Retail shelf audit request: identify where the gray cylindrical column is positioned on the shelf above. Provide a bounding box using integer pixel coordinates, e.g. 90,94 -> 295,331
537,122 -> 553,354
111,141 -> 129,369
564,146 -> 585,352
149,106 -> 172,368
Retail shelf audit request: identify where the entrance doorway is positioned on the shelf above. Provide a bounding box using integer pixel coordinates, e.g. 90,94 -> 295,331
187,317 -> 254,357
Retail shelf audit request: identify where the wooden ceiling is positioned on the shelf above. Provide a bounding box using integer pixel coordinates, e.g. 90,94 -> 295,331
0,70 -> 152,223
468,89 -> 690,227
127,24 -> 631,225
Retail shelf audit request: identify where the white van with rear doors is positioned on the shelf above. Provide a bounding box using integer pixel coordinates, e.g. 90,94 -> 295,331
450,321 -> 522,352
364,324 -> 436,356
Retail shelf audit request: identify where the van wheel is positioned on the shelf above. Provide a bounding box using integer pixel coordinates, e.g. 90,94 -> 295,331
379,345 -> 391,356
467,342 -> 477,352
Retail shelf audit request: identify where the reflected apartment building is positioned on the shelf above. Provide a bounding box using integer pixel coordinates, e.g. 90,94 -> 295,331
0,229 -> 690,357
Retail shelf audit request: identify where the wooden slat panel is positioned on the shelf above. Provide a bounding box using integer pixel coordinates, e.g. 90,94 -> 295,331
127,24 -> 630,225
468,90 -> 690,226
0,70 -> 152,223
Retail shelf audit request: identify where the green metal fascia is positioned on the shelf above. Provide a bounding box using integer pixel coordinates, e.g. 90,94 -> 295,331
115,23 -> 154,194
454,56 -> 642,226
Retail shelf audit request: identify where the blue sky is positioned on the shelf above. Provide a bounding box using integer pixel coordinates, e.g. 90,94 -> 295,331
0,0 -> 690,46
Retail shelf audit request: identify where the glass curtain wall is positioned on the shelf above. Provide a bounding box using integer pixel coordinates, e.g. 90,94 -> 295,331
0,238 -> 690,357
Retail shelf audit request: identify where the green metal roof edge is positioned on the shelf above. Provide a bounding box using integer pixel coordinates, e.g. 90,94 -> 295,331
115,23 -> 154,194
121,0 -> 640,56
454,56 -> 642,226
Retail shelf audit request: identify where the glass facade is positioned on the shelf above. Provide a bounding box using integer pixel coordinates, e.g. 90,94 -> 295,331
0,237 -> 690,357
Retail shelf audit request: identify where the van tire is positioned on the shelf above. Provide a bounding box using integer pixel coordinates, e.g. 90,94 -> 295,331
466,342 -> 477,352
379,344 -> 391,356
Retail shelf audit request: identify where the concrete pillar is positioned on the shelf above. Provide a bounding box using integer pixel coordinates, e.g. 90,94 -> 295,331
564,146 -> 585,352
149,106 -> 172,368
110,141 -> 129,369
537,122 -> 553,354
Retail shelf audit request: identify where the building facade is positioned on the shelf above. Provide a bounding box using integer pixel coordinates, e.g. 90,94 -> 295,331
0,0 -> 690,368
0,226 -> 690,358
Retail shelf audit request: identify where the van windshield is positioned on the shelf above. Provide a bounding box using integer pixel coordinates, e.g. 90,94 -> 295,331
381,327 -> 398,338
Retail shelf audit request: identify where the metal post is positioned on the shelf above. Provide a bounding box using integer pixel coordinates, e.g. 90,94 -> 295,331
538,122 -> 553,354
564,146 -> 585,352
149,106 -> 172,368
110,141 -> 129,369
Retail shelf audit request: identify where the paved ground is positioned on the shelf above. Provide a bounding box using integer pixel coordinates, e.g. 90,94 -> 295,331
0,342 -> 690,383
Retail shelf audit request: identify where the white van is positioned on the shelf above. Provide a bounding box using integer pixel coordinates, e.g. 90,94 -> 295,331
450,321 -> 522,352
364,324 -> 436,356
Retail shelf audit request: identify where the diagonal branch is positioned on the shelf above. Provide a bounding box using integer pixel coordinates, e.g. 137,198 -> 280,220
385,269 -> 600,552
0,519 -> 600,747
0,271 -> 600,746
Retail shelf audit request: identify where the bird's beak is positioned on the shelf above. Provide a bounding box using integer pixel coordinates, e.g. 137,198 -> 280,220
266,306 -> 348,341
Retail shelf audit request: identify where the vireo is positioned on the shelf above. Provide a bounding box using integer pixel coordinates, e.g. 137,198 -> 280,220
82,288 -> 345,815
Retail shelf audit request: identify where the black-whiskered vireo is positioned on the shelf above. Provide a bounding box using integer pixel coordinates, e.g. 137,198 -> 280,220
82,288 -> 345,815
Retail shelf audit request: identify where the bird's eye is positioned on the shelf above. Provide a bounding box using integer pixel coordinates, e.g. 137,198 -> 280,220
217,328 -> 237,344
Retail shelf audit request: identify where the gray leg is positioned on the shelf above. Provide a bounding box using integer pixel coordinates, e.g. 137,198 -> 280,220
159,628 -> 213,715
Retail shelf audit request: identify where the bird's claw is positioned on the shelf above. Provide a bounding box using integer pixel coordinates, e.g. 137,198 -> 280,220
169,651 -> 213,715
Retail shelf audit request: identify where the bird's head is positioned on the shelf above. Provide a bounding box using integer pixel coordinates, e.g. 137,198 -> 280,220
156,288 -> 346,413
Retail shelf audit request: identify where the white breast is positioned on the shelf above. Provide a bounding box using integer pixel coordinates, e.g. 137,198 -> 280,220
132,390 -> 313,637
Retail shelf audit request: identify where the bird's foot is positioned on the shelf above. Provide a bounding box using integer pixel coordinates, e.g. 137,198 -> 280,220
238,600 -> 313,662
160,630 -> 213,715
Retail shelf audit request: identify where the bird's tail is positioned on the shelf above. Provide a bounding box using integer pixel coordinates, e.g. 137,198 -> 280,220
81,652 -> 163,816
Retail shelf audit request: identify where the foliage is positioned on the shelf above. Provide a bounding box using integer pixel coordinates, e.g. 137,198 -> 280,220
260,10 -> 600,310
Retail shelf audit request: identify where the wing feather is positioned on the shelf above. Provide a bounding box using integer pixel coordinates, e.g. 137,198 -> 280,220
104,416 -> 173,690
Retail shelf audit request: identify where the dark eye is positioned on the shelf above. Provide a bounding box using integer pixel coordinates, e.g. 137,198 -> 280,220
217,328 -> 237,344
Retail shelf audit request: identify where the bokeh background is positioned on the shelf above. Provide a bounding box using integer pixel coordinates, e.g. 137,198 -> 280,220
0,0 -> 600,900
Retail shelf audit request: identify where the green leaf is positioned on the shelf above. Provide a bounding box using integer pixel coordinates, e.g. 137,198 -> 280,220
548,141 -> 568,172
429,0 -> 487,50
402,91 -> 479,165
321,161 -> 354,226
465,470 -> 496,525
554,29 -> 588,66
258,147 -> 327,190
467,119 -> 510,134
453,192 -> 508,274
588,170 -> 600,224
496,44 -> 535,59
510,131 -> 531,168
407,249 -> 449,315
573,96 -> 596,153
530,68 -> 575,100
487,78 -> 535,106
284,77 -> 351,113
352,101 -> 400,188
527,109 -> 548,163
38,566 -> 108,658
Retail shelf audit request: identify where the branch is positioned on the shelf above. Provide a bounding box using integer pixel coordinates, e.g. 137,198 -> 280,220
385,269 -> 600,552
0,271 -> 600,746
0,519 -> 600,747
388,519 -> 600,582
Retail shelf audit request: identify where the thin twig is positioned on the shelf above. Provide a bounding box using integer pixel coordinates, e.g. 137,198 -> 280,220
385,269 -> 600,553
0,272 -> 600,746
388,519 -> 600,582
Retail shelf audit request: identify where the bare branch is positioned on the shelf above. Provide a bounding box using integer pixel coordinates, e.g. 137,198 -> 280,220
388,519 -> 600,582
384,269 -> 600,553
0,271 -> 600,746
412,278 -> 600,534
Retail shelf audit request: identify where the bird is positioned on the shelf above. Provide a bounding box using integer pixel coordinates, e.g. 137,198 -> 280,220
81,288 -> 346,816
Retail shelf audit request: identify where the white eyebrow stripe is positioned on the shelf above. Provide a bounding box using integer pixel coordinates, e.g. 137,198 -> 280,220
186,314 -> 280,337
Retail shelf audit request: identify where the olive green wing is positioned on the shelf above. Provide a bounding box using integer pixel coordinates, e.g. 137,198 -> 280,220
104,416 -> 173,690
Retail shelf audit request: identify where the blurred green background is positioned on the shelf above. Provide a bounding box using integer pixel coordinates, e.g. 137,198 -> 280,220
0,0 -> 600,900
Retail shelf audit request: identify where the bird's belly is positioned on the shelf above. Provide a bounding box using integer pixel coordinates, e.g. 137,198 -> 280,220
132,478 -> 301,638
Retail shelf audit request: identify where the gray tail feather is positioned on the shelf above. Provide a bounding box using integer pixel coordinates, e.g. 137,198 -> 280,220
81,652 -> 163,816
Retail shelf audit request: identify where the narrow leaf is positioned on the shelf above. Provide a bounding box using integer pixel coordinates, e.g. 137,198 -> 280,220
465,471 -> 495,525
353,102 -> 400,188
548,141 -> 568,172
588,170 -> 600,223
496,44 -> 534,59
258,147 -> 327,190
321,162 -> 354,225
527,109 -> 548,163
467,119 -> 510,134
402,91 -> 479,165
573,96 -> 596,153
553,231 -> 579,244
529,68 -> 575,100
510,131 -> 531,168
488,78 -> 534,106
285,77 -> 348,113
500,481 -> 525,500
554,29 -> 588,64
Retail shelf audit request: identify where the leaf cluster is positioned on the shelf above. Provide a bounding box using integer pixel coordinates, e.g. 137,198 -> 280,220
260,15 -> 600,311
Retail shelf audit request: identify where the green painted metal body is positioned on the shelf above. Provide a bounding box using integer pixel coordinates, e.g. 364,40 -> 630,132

------------------------------------------------

» STATED PROBLEM
Reproduce the rows verbatim, starting at the line that contains "Retail shelf audit request: identify where the van windshield" and ending at the line that contains "266,306 -> 348,341", including both of those lines.

» RESPONSE TO THE TASK
Retail shelf audit request: identify where the van windshield is positioned on the shelf above. Provide a bounding box using integer pixel coordinates, e.g. 90,94 -> 295,331
381,327 -> 398,338
Retail shelf audit request: identify where the metal post is positioned on the shelf above. Provide a bounding box using integer pixel coordinates, e.g. 90,94 -> 295,331
538,122 -> 553,354
564,146 -> 585,352
149,106 -> 172,368
110,141 -> 129,369
Retail shelf audit request: identify where the paved ground is positioned on the shelf above. Provide a bounding box using integer pixel coordinates, e.g. 90,94 -> 295,331
0,342 -> 690,383
Retail shelf audit request: identify where the white van is positioned on the shelf above. Provide a bounding box using integer pixel coordinates, e.g. 90,94 -> 295,331
450,321 -> 522,352
364,324 -> 436,356
Retail shelf audit request: identify where the diagonal branch is positioned on the shelf above. Provide a bounding box using integer pixel coordinates, e.g. 137,198 -> 280,220
385,269 -> 600,552
0,519 -> 600,747
0,271 -> 600,746
Retail shelf audit request: identify where the bird's beak is positioned on the shelf above. Provide a bounding box using integer pixel coordinates, e.g. 137,198 -> 280,220
266,306 -> 348,341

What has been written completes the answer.